-- start of Text segment --

The defendant in this case was convicted for the first-degree murder of a correctional officer while he was an inmate in a correctional institution. He was sentenced to the death penalty. This appeal was based on a case that was decided after the defendant was convicted. In a case called Hurst, it was found unconstitutional for defendants to be sentenced to death when the sentence is not reached by a unanimous jury verdict. It also addressed the use of aggravating factors. This case relies on that precedent to argue that the defendant here should also not be sentenced to death.
Florida death penalty laws are somewhat complicated. As part of the decision to penalize someone with death, the jury must consider certain aggravating and mitigating factors. Obviously, aggravating factors weigh toward a sentence of death and mitigating factors do not. Here, the court gave five different aggravating factors great or very great weight. They were: that the defendant was convicted of a felony before, and the felony involved violence, the crime was intended to disrupt a lawful governmental function, it was especially heinous, atrocious, or cruel, and it was cold, calculated, and premeditated. Conversely, the court found no statutory mitigating factors and eight non-statutory mitigating factors that were given little to some weight.
The defendant in this case argued that another case called Wood to argue that the sentence of death should be vacated. In Wood, two of the three aggravating factors that were cited by the jury were later stricken, and so the death penalty verdict was vacated as without those factors the sentence would not meet the requirements set by Hurst.
Here, one of the aggravating factors was stricken in an earlier appeal by this defendant. Of the five aggravating factors that were found by the jury listed above, the “cold, calculated, and premeditated” factor was stricken. The court here found that this was distinguishable from Wood because this defendant still had four great or very great weight aggravating factors present. Thus, the court here found that Wood was not applicable.

-- end of Text segment --
-- start of Records provided --

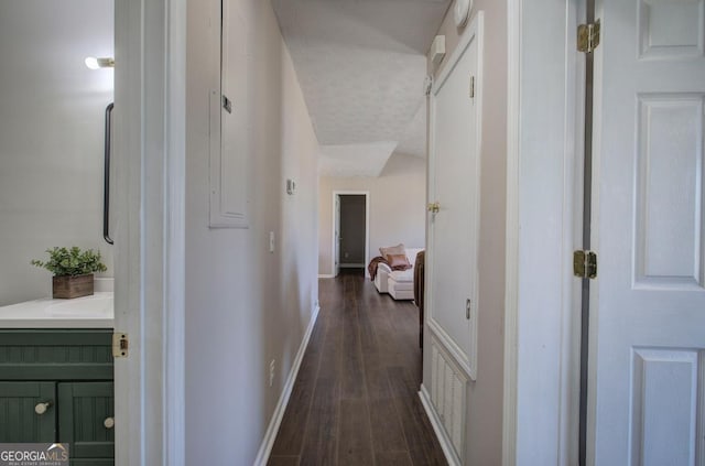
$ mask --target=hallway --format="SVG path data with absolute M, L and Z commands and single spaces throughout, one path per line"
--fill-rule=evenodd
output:
M 319 280 L 319 296 L 269 465 L 445 465 L 417 395 L 416 306 L 361 272 Z

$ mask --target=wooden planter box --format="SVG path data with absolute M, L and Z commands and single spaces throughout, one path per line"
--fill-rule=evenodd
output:
M 54 299 L 72 299 L 93 294 L 93 273 L 87 275 L 54 277 L 52 280 Z

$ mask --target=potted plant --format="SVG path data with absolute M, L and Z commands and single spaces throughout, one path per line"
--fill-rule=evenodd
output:
M 72 299 L 93 294 L 94 272 L 105 272 L 108 268 L 100 261 L 100 252 L 87 249 L 82 251 L 74 246 L 70 249 L 47 249 L 48 260 L 32 260 L 32 264 L 42 267 L 54 274 L 52 280 L 53 297 Z

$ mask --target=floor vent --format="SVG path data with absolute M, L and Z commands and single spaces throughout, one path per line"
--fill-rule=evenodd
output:
M 468 379 L 435 338 L 431 339 L 431 401 L 463 463 Z

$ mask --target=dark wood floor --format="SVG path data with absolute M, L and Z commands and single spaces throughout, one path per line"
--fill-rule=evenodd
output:
M 361 271 L 321 280 L 319 301 L 269 465 L 446 465 L 417 395 L 419 310 Z

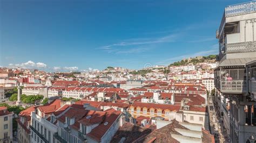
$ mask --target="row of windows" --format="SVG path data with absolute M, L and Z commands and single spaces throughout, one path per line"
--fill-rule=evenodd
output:
M 143 112 L 144 112 L 144 113 L 146 113 L 146 112 L 147 112 L 147 110 L 148 110 L 147 109 L 143 109 Z M 134 109 L 133 108 L 131 108 L 131 111 L 133 111 Z M 155 111 L 155 110 L 150 110 L 150 113 L 155 113 L 154 111 Z M 141 111 L 141 109 L 140 108 L 137 109 L 137 112 L 140 112 L 140 111 Z M 157 113 L 158 114 L 161 114 L 162 113 L 162 111 L 158 110 L 157 111 Z M 165 111 L 165 113 L 166 115 L 169 115 L 169 111 Z
M 186 116 L 184 116 L 184 118 L 186 119 Z M 199 120 L 203 121 L 204 118 L 203 117 L 199 117 Z M 190 116 L 190 120 L 194 120 L 194 116 Z
M 45 139 L 46 139 L 49 141 L 49 143 L 51 142 L 51 131 L 48 131 L 48 132 L 47 132 L 47 129 L 44 127 L 44 130 L 43 130 L 43 125 L 41 125 L 41 127 L 40 127 L 40 125 L 39 125 L 39 123 L 37 123 L 36 121 L 36 120 L 33 120 L 33 119 L 32 119 L 32 126 L 36 129 L 37 130 L 37 131 L 38 131 L 39 133 L 41 133 L 41 134 L 43 135 L 44 138 Z M 40 130 L 41 129 L 41 130 Z M 48 135 L 47 135 L 47 133 L 48 133 Z M 33 132 L 32 132 L 32 138 L 33 138 Z M 37 139 L 36 139 L 36 134 L 35 133 L 35 136 L 34 136 L 34 139 L 35 139 L 35 141 L 36 141 Z M 48 137 L 47 137 L 48 136 Z M 52 136 L 53 137 L 53 136 Z M 48 138 L 47 138 L 48 137 Z M 54 140 L 54 138 L 53 138 L 53 140 Z M 39 137 L 37 137 L 37 142 L 39 142 Z

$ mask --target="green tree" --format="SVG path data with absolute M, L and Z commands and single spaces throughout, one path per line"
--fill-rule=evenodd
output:
M 67 98 L 67 97 L 63 97 L 62 99 L 63 101 L 74 101 L 75 99 L 72 97 Z
M 28 104 L 33 104 L 39 102 L 44 98 L 44 96 L 41 95 L 30 95 L 27 96 L 22 99 L 22 102 Z
M 47 103 L 48 103 L 48 98 L 44 98 L 44 99 L 42 102 L 42 103 L 45 105 L 45 104 L 46 104 Z
M 21 111 L 25 110 L 25 108 L 21 106 L 14 105 L 9 106 L 8 107 L 8 110 L 9 112 L 14 112 L 16 115 L 19 115 Z
M 5 95 L 6 97 L 9 97 L 14 94 L 18 94 L 18 89 L 17 89 L 17 88 L 15 88 L 14 89 L 8 90 L 7 92 L 5 92 Z
M 9 98 L 9 100 L 10 101 L 16 101 L 18 99 L 18 94 L 12 94 L 11 97 Z
M 107 69 L 114 69 L 114 68 L 112 67 L 107 67 Z
M 215 88 L 213 89 L 212 90 L 212 91 L 211 91 L 211 94 L 212 95 L 212 96 L 214 96 L 215 95 Z
M 2 106 L 9 107 L 9 105 L 6 103 L 0 103 L 0 107 Z

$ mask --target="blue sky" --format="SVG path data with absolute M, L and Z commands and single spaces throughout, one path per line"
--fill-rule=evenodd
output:
M 0 66 L 140 69 L 217 54 L 224 8 L 243 2 L 2 0 Z

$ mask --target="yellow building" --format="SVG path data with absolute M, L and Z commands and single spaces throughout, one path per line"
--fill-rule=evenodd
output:
M 31 121 L 31 112 L 35 111 L 35 107 L 31 106 L 19 113 L 19 118 L 17 120 L 18 123 L 18 142 L 30 143 L 30 130 L 29 125 Z
M 12 140 L 12 113 L 4 106 L 0 106 L 0 142 Z

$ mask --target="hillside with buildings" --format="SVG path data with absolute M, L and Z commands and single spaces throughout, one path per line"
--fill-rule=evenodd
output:
M 199 63 L 215 62 L 216 62 L 216 55 L 210 55 L 208 56 L 198 56 L 195 58 L 185 59 L 180 61 L 174 62 L 170 64 L 169 66 L 180 66 L 188 64 L 196 65 Z

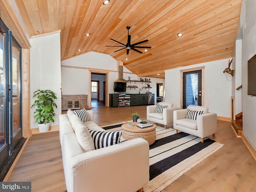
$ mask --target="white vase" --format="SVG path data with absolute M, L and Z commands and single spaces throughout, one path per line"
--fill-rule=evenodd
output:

-- end of Records provided --

* Goals *
a) Condense the paragraph of the case summary that begins "Here, one of the aggravating factors" into a shorter version that keeps its main facts.
b) From the rows, return the lines starting at the one that contains "mask --target=wooden planter" and stopping after the one that contains "M 72 299 L 93".

* Results *
a) In an earlier appeal by this defendant, the "cold, calculated, and premeditated" factor was stricken from the five aggravating factors the jury found. The court held that this case differed from Wood because four aggravating factors of great or very great weight remained, so Wood did not apply.

b)
$ mask --target=wooden planter box --format="SVG path data with absolute M, L and Z commands and single spaces throughout, one path per line"
--fill-rule=evenodd
output:
M 54 299 L 72 299 L 93 294 L 93 273 L 87 275 L 54 277 L 52 280 Z

$ mask --target=potted plant --format="SVG path data with absolute M, L and Z commands and single spaces throughout, one path per line"
--fill-rule=evenodd
output:
M 72 299 L 93 294 L 94 272 L 105 272 L 108 268 L 100 261 L 100 252 L 87 249 L 82 251 L 74 246 L 70 249 L 47 249 L 48 260 L 32 260 L 32 264 L 42 267 L 54 274 L 52 280 L 53 297 Z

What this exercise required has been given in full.